__PROBLEM REQUIREMENTS__
In your copy, set down the entries exactly and exclude the pictures.
INFORMATION PROVIDED Start Marker
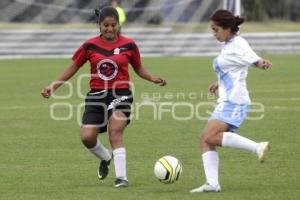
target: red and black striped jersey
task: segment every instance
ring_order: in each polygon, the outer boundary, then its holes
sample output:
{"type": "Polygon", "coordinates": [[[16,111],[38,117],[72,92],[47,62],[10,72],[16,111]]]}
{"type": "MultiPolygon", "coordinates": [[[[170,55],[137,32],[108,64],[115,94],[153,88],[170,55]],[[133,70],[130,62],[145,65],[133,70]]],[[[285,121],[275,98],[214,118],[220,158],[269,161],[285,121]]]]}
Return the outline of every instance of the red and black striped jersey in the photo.
{"type": "Polygon", "coordinates": [[[107,43],[100,36],[81,45],[72,57],[73,63],[82,67],[90,62],[90,88],[129,88],[128,64],[141,67],[140,52],[133,39],[118,36],[114,43],[107,43]]]}

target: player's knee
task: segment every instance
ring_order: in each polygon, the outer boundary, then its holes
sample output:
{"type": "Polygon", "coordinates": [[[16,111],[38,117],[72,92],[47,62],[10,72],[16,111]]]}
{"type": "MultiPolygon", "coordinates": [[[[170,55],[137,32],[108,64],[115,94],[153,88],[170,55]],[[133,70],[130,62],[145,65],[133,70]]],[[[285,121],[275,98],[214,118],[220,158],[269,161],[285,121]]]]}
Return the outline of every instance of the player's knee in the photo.
{"type": "Polygon", "coordinates": [[[111,129],[109,130],[109,140],[111,144],[122,141],[123,130],[111,129]]]}
{"type": "Polygon", "coordinates": [[[200,144],[201,146],[208,144],[208,136],[203,133],[202,135],[200,135],[200,144]]]}
{"type": "Polygon", "coordinates": [[[205,134],[203,133],[200,136],[200,144],[201,146],[205,146],[205,145],[215,145],[215,140],[214,137],[209,135],[209,134],[205,134]]]}
{"type": "Polygon", "coordinates": [[[93,148],[97,144],[97,139],[90,134],[81,134],[81,141],[87,148],[93,148]]]}

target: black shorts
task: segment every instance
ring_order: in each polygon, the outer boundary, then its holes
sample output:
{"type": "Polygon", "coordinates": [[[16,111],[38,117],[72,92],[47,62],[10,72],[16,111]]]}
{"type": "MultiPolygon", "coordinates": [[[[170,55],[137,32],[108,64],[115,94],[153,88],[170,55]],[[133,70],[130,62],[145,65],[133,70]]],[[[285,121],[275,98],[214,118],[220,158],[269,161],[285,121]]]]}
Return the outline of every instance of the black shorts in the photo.
{"type": "Polygon", "coordinates": [[[125,120],[129,124],[132,101],[129,89],[92,89],[85,99],[82,125],[93,125],[99,128],[99,133],[106,132],[108,119],[116,110],[125,114],[125,120]]]}

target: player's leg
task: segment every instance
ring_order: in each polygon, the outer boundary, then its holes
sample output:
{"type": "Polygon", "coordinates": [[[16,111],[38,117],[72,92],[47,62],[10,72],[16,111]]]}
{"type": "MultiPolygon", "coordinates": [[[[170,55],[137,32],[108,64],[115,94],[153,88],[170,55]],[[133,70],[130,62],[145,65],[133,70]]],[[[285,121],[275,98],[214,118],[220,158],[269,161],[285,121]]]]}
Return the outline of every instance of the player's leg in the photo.
{"type": "Polygon", "coordinates": [[[115,111],[109,118],[109,141],[113,149],[116,182],[115,187],[127,187],[126,150],[123,143],[123,133],[128,118],[122,111],[115,111]]]}
{"type": "Polygon", "coordinates": [[[81,141],[92,154],[101,160],[98,169],[98,178],[104,179],[108,175],[111,155],[109,150],[97,138],[98,132],[98,127],[84,125],[81,128],[81,141]]]}
{"type": "Polygon", "coordinates": [[[91,153],[100,159],[98,178],[104,179],[109,172],[110,151],[98,140],[98,134],[106,132],[107,92],[91,90],[85,99],[85,111],[82,116],[81,140],[91,153]]]}
{"type": "Polygon", "coordinates": [[[99,128],[93,126],[83,126],[81,128],[81,141],[84,146],[101,160],[110,160],[109,150],[103,146],[97,138],[99,128]]]}
{"type": "Polygon", "coordinates": [[[222,138],[215,138],[217,141],[214,141],[214,138],[210,138],[209,142],[213,144],[217,143],[217,145],[223,147],[231,147],[253,152],[258,156],[259,161],[262,162],[266,158],[266,152],[269,149],[269,143],[257,143],[246,137],[234,133],[234,131],[246,119],[248,110],[249,105],[239,105],[232,103],[219,104],[216,107],[212,118],[215,118],[223,123],[226,122],[229,127],[224,131],[224,133],[219,135],[222,136],[222,138]]]}
{"type": "Polygon", "coordinates": [[[222,146],[255,153],[260,162],[263,162],[266,159],[267,151],[270,149],[269,142],[257,143],[253,140],[232,132],[223,133],[222,146]]]}
{"type": "Polygon", "coordinates": [[[200,136],[200,148],[206,183],[190,192],[218,192],[221,190],[219,184],[219,155],[216,146],[221,146],[222,134],[229,128],[228,124],[209,120],[200,136]]]}

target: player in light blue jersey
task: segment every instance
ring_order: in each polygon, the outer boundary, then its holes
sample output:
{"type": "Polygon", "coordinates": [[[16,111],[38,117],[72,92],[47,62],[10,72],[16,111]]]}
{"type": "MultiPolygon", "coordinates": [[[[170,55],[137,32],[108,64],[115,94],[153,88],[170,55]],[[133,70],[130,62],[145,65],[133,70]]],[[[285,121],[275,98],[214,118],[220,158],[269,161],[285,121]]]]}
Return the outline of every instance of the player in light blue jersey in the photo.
INFORMATION PROVIDED End Marker
__COMPLETED TASK__
target: red and black striped jersey
task: segment every instance
ring_order: in each polygon, the outer boundary, then its holes
sample output:
{"type": "Polygon", "coordinates": [[[16,111],[38,117],[72,92],[47,62],[10,72],[16,111]]]}
{"type": "MultiPolygon", "coordinates": [[[[170,55],[137,32],[108,64],[115,94],[153,88],[170,55]],[[133,70],[130,62],[145,65],[133,70]]],[[[285,121],[275,98],[214,118],[220,158],[269,161],[285,121]]]]}
Return the outline of every instance of the red and black striped jersey in the photo.
{"type": "Polygon", "coordinates": [[[107,43],[100,36],[81,45],[72,57],[73,63],[82,67],[90,62],[90,88],[129,88],[128,64],[141,67],[140,52],[133,39],[118,36],[114,43],[107,43]]]}

target: player's knee
task: segment every instance
ring_order: in each polygon, the outer boundary, then its holes
sample output:
{"type": "Polygon", "coordinates": [[[16,111],[38,117],[72,92],[47,62],[10,72],[16,111]]]}
{"type": "MultiPolygon", "coordinates": [[[[170,55],[137,32],[108,64],[115,94],[153,88],[170,55]],[[133,70],[130,62],[145,65],[133,70]]],[[[285,121],[275,98],[214,118],[220,158],[269,161],[285,121]]]]}
Return the outline of every instance of the player's knee in the photo.
{"type": "Polygon", "coordinates": [[[111,129],[109,130],[109,140],[111,144],[122,141],[123,130],[111,129]]]}
{"type": "Polygon", "coordinates": [[[200,144],[201,146],[208,144],[208,136],[203,133],[202,135],[200,135],[200,144]]]}
{"type": "Polygon", "coordinates": [[[205,134],[203,133],[200,136],[200,144],[201,146],[205,146],[205,145],[215,145],[215,140],[214,137],[209,135],[209,134],[205,134]]]}
{"type": "Polygon", "coordinates": [[[93,148],[97,144],[97,139],[90,134],[81,134],[81,141],[87,148],[93,148]]]}

target: black shorts
task: segment every instance
ring_order: in each polygon, the outer boundary, then its holes
sample output:
{"type": "Polygon", "coordinates": [[[16,111],[38,117],[72,92],[47,62],[10,72],[16,111]]]}
{"type": "MultiPolygon", "coordinates": [[[[170,55],[137,32],[108,64],[115,94],[153,88],[170,55]],[[133,70],[130,62],[145,65],[133,70]]],[[[285,121],[275,98],[214,118],[220,158],[269,161],[285,121]]]]}
Return the outline of every instance of the black shorts in the photo.
{"type": "Polygon", "coordinates": [[[125,120],[129,124],[132,101],[129,89],[92,89],[85,99],[82,125],[93,125],[99,128],[99,133],[106,132],[108,119],[116,110],[125,114],[125,120]]]}

target: player's leg
task: segment every instance
ring_order: in each polygon, the outer boundary, then its holes
sample output:
{"type": "Polygon", "coordinates": [[[16,111],[38,117],[72,92],[47,62],[10,72],[16,111]]]}
{"type": "MultiPolygon", "coordinates": [[[[170,55],[137,32],[108,64],[115,94],[153,88],[170,55]],[[133,70],[130,62],[145,65],[133,70]]],[[[285,121],[275,98],[214,118],[220,158],[269,161],[285,121]]]]}
Return the outline of every instance of the player's leg in the photo.
{"type": "Polygon", "coordinates": [[[115,111],[109,118],[109,141],[113,149],[116,182],[115,187],[127,187],[126,150],[123,143],[123,133],[128,118],[122,111],[115,111]]]}
{"type": "Polygon", "coordinates": [[[81,141],[92,154],[101,160],[98,169],[98,178],[104,179],[108,175],[111,155],[109,150],[97,138],[98,132],[98,127],[84,125],[81,128],[81,141]]]}
{"type": "Polygon", "coordinates": [[[91,153],[100,159],[98,178],[104,179],[109,172],[110,151],[98,140],[98,134],[106,132],[107,92],[91,90],[85,99],[85,111],[82,116],[81,140],[91,153]]]}
{"type": "Polygon", "coordinates": [[[99,128],[93,126],[83,126],[81,128],[81,141],[84,146],[101,160],[110,160],[109,150],[103,146],[97,138],[99,128]]]}
{"type": "Polygon", "coordinates": [[[222,138],[215,138],[217,141],[214,141],[214,138],[210,138],[209,142],[213,144],[217,143],[217,145],[223,147],[231,147],[253,152],[258,156],[259,161],[262,162],[266,158],[266,152],[269,149],[269,143],[257,143],[246,137],[234,133],[234,131],[246,119],[248,110],[249,105],[239,105],[232,103],[219,104],[216,107],[212,118],[215,118],[223,123],[226,122],[229,127],[224,131],[224,133],[219,135],[222,136],[222,138]]]}
{"type": "Polygon", "coordinates": [[[222,146],[255,153],[260,162],[263,162],[266,159],[267,151],[270,149],[269,142],[257,143],[253,140],[232,132],[223,133],[222,146]]]}
{"type": "Polygon", "coordinates": [[[200,136],[200,148],[206,183],[190,192],[218,192],[221,190],[219,184],[219,155],[216,146],[221,146],[222,134],[229,128],[228,124],[209,120],[200,136]]]}

target: player in light blue jersey
task: segment every instance
ring_order: in each polygon, the outer boundary, then its holes
sample output:
{"type": "Polygon", "coordinates": [[[16,111],[38,117],[72,92],[47,62],[10,72],[16,111]]]}
{"type": "MultiPolygon", "coordinates": [[[[170,55],[137,32],[108,64],[115,94],[153,88],[170,55]],[[133,70],[130,62],[145,65],[133,70]]],[[[285,121],[275,98],[214,118],[220,158],[269,161],[285,121]]]]}
Return the outline of every instance of the player in light blue jersey in the photo.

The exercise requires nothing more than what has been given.